## Problem description
Beneath this task are records; count the lines among them that contain the word "baseboard" and answer with the number only.

::: Listed records :::

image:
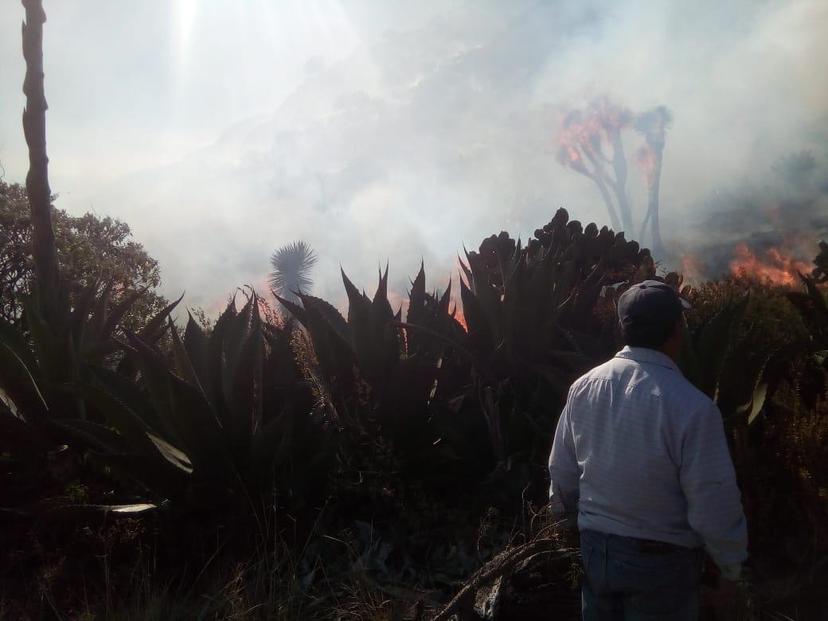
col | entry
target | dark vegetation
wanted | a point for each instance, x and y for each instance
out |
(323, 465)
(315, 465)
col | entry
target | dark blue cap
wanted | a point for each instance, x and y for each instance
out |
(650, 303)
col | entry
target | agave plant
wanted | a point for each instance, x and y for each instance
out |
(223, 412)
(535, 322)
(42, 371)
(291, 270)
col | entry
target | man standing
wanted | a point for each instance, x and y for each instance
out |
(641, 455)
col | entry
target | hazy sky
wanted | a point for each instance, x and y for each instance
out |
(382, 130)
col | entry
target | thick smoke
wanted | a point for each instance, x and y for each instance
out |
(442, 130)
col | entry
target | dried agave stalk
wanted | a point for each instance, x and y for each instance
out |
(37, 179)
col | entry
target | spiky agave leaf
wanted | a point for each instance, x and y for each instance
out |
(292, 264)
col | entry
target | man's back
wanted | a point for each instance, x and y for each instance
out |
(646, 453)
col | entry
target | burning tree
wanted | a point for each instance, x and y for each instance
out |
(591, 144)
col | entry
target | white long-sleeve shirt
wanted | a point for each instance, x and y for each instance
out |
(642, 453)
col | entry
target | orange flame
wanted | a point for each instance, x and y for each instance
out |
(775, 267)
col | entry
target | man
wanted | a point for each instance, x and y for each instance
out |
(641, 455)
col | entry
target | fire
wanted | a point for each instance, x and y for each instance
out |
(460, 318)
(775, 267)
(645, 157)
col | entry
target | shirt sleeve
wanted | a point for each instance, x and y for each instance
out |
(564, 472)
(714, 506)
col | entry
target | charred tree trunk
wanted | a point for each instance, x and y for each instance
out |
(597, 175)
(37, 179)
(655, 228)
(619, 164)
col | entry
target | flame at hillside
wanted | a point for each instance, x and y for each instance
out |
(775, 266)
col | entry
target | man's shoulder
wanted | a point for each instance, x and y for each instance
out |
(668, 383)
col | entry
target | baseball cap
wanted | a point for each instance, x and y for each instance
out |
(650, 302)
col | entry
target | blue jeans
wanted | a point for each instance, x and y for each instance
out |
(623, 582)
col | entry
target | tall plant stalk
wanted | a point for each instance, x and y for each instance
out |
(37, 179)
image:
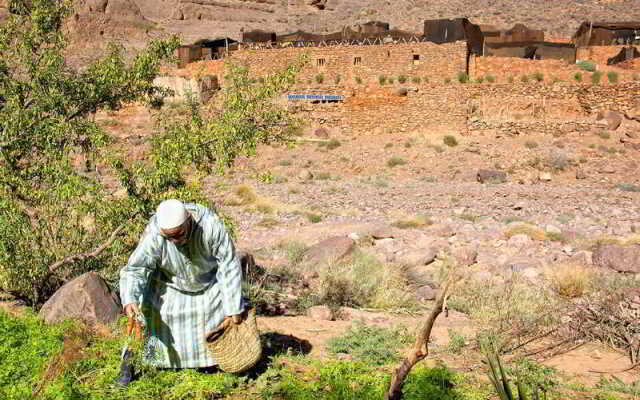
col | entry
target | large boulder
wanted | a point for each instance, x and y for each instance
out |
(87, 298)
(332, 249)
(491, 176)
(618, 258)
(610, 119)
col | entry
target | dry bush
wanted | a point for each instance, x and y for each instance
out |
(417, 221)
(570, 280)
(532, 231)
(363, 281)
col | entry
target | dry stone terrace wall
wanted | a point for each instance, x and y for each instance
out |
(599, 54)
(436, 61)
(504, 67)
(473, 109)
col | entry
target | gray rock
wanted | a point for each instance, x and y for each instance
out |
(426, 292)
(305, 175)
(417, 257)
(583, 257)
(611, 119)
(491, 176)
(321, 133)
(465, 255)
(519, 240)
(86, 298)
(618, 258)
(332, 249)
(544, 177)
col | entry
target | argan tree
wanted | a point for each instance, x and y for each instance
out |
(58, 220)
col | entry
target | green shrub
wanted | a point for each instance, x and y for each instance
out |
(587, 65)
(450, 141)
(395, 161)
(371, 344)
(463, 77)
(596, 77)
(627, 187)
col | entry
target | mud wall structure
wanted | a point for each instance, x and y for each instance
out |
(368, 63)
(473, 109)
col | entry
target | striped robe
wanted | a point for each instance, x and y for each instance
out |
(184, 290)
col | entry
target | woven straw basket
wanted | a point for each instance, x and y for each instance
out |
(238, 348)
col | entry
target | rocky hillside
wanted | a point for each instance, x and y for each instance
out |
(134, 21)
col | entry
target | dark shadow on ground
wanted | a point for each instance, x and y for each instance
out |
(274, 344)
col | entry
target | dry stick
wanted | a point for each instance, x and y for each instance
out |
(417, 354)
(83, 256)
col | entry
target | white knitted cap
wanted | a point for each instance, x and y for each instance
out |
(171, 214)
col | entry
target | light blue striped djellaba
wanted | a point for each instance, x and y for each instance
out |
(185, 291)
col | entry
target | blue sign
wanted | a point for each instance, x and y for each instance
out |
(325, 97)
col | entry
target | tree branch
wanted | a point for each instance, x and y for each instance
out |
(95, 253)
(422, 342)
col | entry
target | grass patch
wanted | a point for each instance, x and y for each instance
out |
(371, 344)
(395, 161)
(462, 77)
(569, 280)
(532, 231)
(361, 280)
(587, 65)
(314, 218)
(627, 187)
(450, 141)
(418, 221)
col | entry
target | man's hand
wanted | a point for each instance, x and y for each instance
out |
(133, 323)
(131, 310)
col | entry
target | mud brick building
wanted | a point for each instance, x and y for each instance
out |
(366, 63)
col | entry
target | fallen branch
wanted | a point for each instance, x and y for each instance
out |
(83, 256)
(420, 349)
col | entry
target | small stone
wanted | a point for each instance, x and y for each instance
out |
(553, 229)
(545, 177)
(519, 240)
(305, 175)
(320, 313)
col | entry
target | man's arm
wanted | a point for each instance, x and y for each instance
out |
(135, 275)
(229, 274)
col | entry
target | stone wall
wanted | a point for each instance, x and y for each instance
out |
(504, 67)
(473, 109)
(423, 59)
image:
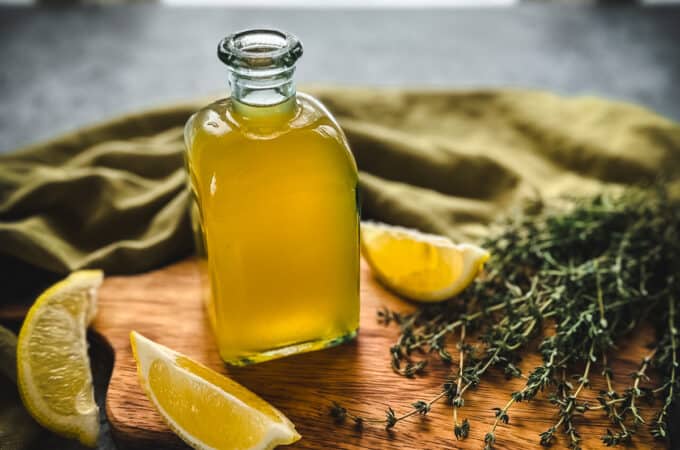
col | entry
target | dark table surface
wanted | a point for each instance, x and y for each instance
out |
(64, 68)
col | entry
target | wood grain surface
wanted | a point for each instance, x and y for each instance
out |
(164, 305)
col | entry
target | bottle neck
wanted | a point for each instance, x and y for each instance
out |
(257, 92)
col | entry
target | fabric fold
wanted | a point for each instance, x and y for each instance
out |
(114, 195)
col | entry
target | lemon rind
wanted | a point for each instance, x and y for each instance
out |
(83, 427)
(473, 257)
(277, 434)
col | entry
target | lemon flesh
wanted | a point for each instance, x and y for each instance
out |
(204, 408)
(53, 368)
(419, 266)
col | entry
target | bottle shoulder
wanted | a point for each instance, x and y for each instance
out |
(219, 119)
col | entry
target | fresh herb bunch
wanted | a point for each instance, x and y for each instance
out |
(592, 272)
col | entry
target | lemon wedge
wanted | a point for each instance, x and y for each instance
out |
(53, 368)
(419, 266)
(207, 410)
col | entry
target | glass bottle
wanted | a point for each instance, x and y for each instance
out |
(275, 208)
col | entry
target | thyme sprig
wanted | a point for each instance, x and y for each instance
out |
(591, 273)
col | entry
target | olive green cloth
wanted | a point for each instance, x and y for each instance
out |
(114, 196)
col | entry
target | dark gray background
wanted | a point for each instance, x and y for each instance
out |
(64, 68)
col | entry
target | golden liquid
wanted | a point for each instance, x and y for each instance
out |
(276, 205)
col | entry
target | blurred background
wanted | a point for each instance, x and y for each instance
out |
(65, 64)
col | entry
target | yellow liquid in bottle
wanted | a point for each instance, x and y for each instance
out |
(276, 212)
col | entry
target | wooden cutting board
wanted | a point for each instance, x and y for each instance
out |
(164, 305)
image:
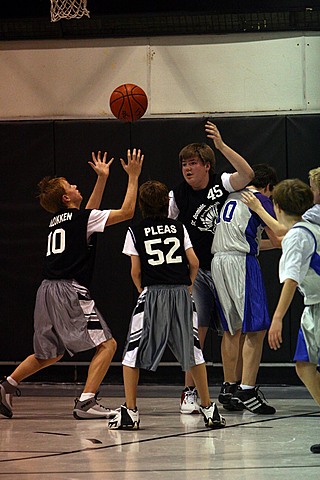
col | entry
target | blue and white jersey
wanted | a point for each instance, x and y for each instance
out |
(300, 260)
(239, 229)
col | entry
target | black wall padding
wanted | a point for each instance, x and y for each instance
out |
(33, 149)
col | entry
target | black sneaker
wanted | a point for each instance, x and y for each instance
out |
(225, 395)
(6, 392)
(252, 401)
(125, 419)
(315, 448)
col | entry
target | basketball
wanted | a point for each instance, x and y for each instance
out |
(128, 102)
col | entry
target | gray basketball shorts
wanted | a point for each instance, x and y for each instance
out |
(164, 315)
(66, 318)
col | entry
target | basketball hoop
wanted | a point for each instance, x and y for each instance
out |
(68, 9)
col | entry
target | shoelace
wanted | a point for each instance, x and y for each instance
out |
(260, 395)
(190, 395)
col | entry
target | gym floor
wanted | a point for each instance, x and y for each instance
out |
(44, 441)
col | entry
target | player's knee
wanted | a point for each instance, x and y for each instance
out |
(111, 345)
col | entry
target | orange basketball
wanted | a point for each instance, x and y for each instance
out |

:::
::: Listed records :::

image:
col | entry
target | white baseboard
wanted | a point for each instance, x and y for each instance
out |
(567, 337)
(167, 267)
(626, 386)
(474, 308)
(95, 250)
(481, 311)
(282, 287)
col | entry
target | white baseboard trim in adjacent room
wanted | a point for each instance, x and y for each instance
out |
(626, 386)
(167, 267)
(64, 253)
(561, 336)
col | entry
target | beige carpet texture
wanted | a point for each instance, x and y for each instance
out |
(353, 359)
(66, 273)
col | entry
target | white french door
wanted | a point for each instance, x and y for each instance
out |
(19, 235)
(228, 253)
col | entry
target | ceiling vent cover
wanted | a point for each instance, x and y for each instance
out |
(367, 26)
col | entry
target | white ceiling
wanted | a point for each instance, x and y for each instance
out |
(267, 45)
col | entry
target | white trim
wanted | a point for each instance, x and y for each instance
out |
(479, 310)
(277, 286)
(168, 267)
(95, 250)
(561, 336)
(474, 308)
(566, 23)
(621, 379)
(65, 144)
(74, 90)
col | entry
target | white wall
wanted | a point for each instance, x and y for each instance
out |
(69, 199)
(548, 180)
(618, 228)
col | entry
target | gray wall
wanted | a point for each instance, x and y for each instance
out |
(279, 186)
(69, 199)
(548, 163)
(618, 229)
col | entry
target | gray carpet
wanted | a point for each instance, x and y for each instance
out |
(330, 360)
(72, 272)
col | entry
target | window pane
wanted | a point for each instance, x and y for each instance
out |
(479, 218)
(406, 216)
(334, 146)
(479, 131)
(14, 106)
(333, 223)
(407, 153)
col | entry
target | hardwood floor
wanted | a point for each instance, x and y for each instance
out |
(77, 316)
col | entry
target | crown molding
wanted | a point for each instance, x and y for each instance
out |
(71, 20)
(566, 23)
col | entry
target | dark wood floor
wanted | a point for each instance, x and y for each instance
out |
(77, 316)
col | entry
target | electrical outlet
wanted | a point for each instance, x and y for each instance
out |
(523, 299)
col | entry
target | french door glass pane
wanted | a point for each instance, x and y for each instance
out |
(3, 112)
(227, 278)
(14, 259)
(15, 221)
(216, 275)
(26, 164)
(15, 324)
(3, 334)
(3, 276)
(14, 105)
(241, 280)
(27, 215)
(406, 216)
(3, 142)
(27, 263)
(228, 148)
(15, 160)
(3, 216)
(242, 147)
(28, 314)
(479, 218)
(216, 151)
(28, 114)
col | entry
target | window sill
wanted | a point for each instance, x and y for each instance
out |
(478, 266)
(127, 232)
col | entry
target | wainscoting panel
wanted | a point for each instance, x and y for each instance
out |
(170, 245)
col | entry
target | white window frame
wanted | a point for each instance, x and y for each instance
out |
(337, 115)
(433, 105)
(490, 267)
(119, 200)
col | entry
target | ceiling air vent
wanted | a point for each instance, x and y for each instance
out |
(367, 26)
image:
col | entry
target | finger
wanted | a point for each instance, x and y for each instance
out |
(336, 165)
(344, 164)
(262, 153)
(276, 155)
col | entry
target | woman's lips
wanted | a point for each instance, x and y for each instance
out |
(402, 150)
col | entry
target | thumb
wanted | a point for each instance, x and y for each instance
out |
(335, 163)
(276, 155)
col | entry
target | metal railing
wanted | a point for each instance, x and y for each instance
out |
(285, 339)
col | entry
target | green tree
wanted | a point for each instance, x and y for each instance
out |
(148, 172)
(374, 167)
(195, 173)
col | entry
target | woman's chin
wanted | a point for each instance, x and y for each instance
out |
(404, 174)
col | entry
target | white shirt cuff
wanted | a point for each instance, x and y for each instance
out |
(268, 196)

:::

## Written solution
2